====== EXTRACT PROVIDED ======

Kids would especially enjoy this, the Medusa and going around in the dark with their torches - and they'd learn something very up to the minute into the bargain.
All this comes thanks to EUNIC, the European Commission in the UK and the excellent work of curator Jane Withers. We swanned around the Sculpture Gallery on Monday evening, sloping off to the exhibition downstairs and out into the courtyard to look at the Wallpaper*-commissioned Chair Arch, reflecting the one constructed in 1877 for Queen Victoria's visit to High Wycombe.
If the human shadow is the symbol of the soul, there wasn't much of it to praise in Bernard Haitink's second Festival Hall concert with the Chicago Symphony Orchestra last night. 'A dose of the boring Bernards', as Martin Hoyle used to say in Time Out, isn't quite fair: Haitink is too vigilant and musicianly to let anything torpid pass muster. He knows exactly how to shape climaxes, master the long line and give his players their head. But I did find the CSO's Haydn 'Clock' Symphony awfully humourless. OK, so the players and the conductor don't have to smile - personally I feel it helps - but if nobody in the audience does either, then part of the enterprise has failed. Haydn was so young at heart when he wrote this; Sir Charles Mackerras, about Haitink's age, is too; but Sir Bernard does seem to be going through the motions these days. That wasn't true of his Concertgebouw Beethoven Seven earlier this year, but it happened in routine Brahms Second and Third symphonies with the LSO, and it happened here too.
Bruckner Seven did finally win me over. I find the Chicago string sound dead behind the eyes, always have done in live performance, but when it's a question of volume - first movement crescendo-coda - and speed, things improve, and so the finale really was rather special and uniquely convincing. My pal Ed Seckerson found the Wagner tubas' tuning very problematic, but you have to allow for it, I reckon, and they did redeem themselves handsomely at the end of Bruckner's adagio homage to the master. Still, players did look so bored when they had nothing to do. You could hardly blame the cymbalist and triangle player in that respect; and of course Haitink could have let them off their one chance to shine, as Bruckner is supposed originally to have done, if he'd been so inclined. They didn't even get a shot at a noisy encore.

====== RAW DATA ======

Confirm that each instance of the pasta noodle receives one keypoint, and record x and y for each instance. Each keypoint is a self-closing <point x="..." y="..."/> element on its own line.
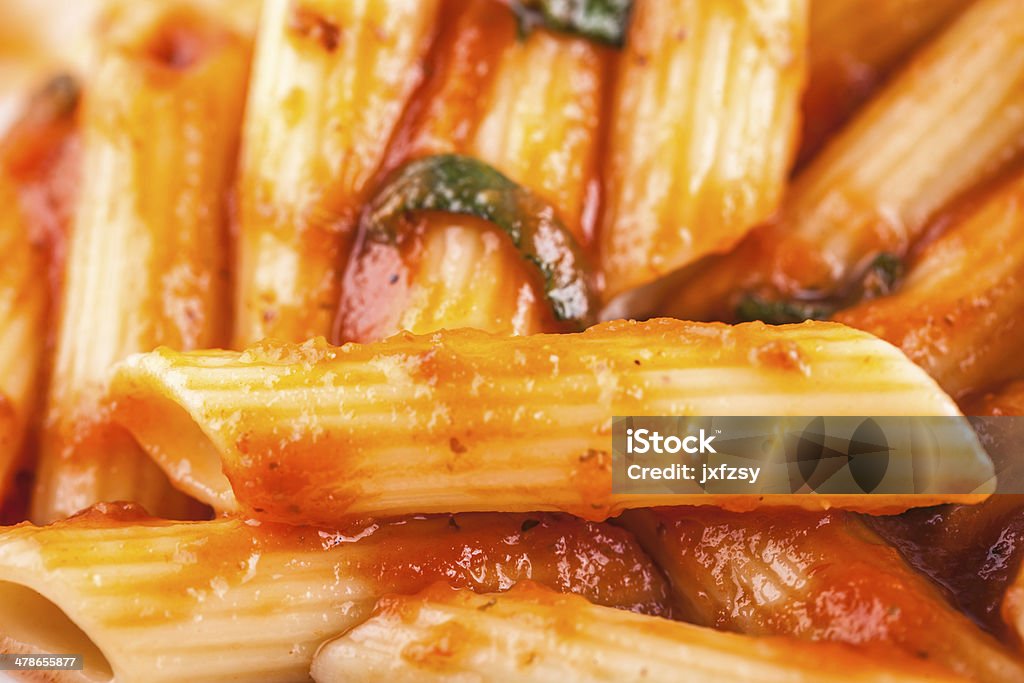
<point x="229" y="599"/>
<point x="854" y="45"/>
<point x="444" y="423"/>
<point x="918" y="145"/>
<point x="790" y="572"/>
<point x="957" y="314"/>
<point x="147" y="257"/>
<point x="330" y="82"/>
<point x="333" y="340"/>
<point x="23" y="308"/>
<point x="702" y="131"/>
<point x="528" y="108"/>
<point x="532" y="634"/>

======

:: TASK INSTRUCTIONS ::
A) How would you translate this sentence from the Haitink review into Spanish: "Bruckner Seven did finally win me over."
B) In the Haitink review, which orchestra did Bernard Haitink conduct at his second Festival Hall concert?
C) Carry the Haitink review forward from its final sentence.

:: RESULTS BY TASK ::
A) La Séptima de Bruckner finalmente me conquistó.

B) The Chicago Symphony Orchestra.

C)
Still, obligatory (if not for me) standing ovation notwithstanding, this was hardly the kind of passionate, communicative music-making I've been experiencing with the Rasumovsky Ensemble, the Faust/Melnikov Beethoven sonatas or most of the Czechs I've been listening to in Martinu Four. A swift return to the Festival Hall this morning as I can't catch Vladimir Jurowski's live Mahler Resurrections tonight or tomorrow put it all right again.
I can't reveal anything more until the London Philharmonic admin, reasonably enough, check over what I might have to say about a private rehearsal, so I'll just throw in a couple of well-worn but apt adjectives - 'fresh' and 'revelatory' - and leave you with a couple of minutes of the ever-alert Jurowski drawing the 'Spielmann' movement of Mahler's Das klagende Lied to a close at the start of his LPO tenure. There's light and shade, there's engagement for you.
*their asterisk, not mine. Couldn't be bothered to find out what that's all about.
Tuesday, 22 September 2009
Farewell Proms, hello new season
The next time you see Jiri (and you shall pay, but not a lot), he'll be back with a stick in his hand rather than the recalcitrant 'Henry'. Chris Christodoulou's photo from That Last Night features Belohlavek and violinist Jennifer Pike as part of a hoovering quartet in Malcolm Arnold's Grand, Grand Overture. Along with David Attenborough and Stephen Hough, they were eventually shot by deerstalkers Martha Kearney, the rather more irritant Rory Bremner (who's written libretti but never heard of Villa-Lobos?), cheery Goldie and double-bassist-cum-presenter Chi-Chi Nwanoku - which in Attenborough's case, as Clive Anderson pointed out in one of his few rather restrained quips (I thought he did a good job), is a bit like shooting Mother Teresa.
Yes, mebbe the silliness is very British, but if you're going to do a flag-waving second half, you might as well start it off like this. And that underrated one-off Arnold works his usual wonders on an outrageously over the top big tune. Worth watching? Take it or leave it.
You'll have gathered it took me a week to wade through bits of the Last Night marathon. Although even that's all over now, immortal fragments are left behind on YouTube. I extolled La Connolly in the first half below, have to say that the Gershwin wasn't quite right but still, 'Rule, Britannia!' has never been delivered with that sort of panache, and it gave her a chance to flash about her Handelian ornamentation.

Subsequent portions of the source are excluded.